SOURCE DOCUMENT:
>> begin
On amendment No. 137, the hon. Gentleman asked why we are talking about preserving scheme members' generality of interest rather than their rights, as the amendment proposes. The proposed wording is much narrower than the question of interests, which could cover not only the actuarial rights of scheme members but their wider rights related to their employment status, employment security and so on. We believe that it is important to take those into account and to ensure
that the generality of interests of all scheme members is observed. The hon. Gentleman suggested that the term ''rights'' was more familiar to the pensions world. Neither my hon. Friend the Minister for Pensions nor I wish to continue repeating this, but I must tell the hon. Gentleman that ''interests'' is the term used in the Pensions Act 1995, and that is why we have carried it across into this legislation.
On amendment No. 138, the hon. Gentleman asked why a freezing order could not be imposed during an assessment period. It is simply because that would largely duplicate the powers and arrangements. An assessment period provides somewhat wider powers, but those would subsume the powers provided under a freezing order.
>> end
LISTING:
>> begin
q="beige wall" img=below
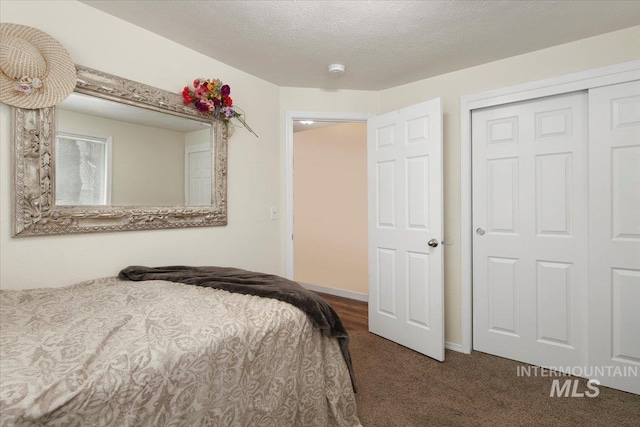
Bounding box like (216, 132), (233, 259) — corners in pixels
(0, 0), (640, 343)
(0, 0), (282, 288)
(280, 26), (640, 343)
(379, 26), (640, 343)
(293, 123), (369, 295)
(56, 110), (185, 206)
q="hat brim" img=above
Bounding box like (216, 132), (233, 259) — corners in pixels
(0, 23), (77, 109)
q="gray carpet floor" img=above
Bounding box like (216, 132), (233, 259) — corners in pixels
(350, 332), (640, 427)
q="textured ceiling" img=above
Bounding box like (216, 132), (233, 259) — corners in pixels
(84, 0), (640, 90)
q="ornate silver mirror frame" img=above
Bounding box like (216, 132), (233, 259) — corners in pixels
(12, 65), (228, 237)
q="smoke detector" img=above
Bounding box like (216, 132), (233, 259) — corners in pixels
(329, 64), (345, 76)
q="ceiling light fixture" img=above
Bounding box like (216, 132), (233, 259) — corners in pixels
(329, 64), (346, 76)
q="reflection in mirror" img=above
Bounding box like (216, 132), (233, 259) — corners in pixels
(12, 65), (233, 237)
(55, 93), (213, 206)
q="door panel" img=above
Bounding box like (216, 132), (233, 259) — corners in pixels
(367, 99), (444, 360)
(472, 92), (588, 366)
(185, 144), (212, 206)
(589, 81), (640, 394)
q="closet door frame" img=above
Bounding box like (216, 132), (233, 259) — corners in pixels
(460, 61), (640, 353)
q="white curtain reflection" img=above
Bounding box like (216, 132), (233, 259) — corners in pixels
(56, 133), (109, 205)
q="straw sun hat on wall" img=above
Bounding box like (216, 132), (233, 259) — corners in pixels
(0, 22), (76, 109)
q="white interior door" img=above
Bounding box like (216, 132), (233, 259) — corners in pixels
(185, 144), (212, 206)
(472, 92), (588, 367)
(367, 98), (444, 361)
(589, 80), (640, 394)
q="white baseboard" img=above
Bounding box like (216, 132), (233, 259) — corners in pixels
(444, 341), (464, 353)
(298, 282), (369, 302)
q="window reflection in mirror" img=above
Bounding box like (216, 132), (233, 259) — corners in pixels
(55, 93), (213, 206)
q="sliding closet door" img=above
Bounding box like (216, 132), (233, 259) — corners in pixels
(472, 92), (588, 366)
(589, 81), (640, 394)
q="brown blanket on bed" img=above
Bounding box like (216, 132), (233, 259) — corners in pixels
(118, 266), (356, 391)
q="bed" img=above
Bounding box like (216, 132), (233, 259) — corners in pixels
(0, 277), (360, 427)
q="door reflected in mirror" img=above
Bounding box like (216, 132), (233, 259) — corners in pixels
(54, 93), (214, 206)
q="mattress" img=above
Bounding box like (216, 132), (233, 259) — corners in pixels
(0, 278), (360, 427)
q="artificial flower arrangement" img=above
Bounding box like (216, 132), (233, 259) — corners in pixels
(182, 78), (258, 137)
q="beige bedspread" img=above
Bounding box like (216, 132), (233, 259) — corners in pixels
>> end
>> begin
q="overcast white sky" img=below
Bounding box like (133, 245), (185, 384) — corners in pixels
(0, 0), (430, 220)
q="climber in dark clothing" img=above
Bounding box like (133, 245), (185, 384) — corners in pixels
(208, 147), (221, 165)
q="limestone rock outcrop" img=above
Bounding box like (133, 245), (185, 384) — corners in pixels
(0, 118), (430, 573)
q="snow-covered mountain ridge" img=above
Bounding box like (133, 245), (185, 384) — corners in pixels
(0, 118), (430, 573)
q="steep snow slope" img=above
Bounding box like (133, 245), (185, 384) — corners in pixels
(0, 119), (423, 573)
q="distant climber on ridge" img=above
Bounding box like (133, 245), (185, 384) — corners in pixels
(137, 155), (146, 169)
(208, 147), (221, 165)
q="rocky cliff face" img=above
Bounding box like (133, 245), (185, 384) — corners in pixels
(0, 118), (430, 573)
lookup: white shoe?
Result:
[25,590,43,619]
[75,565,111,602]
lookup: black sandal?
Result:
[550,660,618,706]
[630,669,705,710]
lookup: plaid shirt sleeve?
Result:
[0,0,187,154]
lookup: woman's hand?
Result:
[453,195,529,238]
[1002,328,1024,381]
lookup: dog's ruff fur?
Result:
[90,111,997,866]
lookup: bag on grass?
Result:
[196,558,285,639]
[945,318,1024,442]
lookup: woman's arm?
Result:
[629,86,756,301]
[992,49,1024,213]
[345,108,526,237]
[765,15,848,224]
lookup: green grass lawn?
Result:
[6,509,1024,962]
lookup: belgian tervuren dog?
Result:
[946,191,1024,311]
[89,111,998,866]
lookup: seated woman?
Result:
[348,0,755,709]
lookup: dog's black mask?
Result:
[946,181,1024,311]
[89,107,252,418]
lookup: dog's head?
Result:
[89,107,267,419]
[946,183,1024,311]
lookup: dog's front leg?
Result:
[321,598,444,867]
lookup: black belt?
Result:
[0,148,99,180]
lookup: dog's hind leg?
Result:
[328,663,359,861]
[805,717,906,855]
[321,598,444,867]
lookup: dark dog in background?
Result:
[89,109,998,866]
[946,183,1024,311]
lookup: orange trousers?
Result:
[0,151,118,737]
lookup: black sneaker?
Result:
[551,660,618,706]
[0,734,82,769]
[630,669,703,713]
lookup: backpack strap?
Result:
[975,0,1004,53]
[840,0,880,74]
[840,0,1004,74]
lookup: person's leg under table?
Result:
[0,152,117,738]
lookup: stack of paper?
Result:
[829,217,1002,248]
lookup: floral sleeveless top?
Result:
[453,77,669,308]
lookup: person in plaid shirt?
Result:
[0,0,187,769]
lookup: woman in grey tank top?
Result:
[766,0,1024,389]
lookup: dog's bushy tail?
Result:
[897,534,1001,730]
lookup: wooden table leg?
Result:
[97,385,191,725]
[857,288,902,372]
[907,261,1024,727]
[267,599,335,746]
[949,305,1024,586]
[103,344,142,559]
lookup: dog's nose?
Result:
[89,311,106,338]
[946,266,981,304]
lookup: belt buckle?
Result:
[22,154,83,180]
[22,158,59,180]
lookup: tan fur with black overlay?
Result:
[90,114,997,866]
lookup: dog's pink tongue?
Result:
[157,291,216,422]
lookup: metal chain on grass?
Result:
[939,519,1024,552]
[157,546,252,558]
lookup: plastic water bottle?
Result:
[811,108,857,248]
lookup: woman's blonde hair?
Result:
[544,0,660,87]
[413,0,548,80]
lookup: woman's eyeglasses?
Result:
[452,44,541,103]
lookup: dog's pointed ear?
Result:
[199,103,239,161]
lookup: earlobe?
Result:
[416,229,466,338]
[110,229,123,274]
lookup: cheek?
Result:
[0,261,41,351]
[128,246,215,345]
>> end
>> begin
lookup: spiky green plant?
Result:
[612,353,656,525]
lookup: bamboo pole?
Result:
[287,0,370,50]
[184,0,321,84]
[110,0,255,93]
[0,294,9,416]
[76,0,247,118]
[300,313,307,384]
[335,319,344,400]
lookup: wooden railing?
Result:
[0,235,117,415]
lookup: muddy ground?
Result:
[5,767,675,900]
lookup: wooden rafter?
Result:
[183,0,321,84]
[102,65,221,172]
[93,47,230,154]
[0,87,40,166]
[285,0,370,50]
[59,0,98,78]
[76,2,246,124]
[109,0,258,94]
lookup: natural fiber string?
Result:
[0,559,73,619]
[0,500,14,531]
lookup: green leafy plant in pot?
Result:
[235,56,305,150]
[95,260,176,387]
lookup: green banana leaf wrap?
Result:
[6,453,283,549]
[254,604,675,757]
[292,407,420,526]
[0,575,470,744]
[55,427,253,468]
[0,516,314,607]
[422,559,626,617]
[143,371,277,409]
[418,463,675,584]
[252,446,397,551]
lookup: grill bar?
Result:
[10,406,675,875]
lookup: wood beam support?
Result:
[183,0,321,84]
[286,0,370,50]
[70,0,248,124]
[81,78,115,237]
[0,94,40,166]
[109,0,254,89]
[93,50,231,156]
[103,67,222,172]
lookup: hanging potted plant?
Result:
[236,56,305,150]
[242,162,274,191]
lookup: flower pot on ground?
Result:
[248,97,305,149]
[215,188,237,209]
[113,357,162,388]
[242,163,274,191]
>> end
STATED GOAL:
From the pensions debate excerpt, output the passage starting with "On amendment No. 138, the" and going on through "a freezing order.", word for word. The rows come from a different source than the text.

ANSWER FOR THE TASK:
On amendment No. 138, the hon. Gentleman asked why a freezing order could not be imposed during an assessment period. It is simply because that would largely duplicate the powers and arrangements. An assessment period provides somewhat wider powers, but those would subsume the powers provided under a freezing order.